**Required action:**
For this exercise, restate the records word for word.

**Material provided:**
☆ ☆ ☆

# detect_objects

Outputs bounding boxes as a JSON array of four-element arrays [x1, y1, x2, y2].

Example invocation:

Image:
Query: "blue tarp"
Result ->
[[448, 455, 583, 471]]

☆ ☆ ☆

**Your response:**
# detect_objects

Outputs bounding boxes as a JSON array of four-element arrays [x1, y1, x2, y2].

Example invocation:

Image:
Query: "blue tarp"
Result ->
[[448, 455, 583, 471]]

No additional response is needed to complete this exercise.